Stated goal: Your task is to repeat all of the material exactly.

START Data

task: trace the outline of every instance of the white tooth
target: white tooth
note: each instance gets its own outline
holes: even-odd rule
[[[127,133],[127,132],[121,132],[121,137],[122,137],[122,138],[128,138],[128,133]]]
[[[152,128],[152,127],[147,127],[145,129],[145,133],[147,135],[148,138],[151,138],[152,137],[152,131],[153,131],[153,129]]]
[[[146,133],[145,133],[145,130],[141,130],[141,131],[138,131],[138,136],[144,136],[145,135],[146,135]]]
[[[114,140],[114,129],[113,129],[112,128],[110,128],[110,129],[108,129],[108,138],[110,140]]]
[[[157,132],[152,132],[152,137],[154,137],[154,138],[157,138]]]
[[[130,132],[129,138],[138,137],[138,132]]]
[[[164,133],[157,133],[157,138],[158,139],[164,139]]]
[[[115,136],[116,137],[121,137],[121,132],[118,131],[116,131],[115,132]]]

END Data

Correct output:
task: trace the outline of every instance of the white tooth
target: white tooth
note: each instance gets its own outline
holes: even-odd rule
[[[127,133],[127,132],[121,132],[121,137],[122,137],[122,138],[128,138],[128,133]]]
[[[152,128],[152,127],[147,127],[145,129],[145,133],[147,135],[148,138],[151,138],[152,137],[152,131],[153,131],[153,129]]]
[[[146,133],[145,133],[145,130],[141,130],[141,131],[138,131],[138,136],[144,136],[145,135],[146,135]]]
[[[114,140],[114,129],[113,129],[112,128],[110,128],[110,129],[108,129],[108,138],[110,140]]]
[[[157,132],[152,132],[152,137],[154,137],[154,138],[157,138]]]
[[[130,132],[129,138],[138,137],[138,132]]]
[[[164,133],[157,133],[157,138],[158,139],[164,139]]]
[[[115,136],[116,137],[121,137],[121,132],[118,131],[116,131],[115,132]]]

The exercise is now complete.